*Stated exercise:* Output every line of the listing below verbatim, keeping each character and line break unchanged.

*Entries provided:*
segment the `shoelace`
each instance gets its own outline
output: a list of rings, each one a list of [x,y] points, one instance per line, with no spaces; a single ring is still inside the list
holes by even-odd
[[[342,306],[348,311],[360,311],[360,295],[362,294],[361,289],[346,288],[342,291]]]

*Output for this task:*
segment the `shoelace`
each instance gets its own outline
output: a list of rings, each one a list of [x,y] points, one instance per line, with no spaces; a single ring is still inside the list
holes by even-odd
[[[342,306],[348,311],[360,311],[360,295],[362,294],[361,289],[346,288],[342,291]]]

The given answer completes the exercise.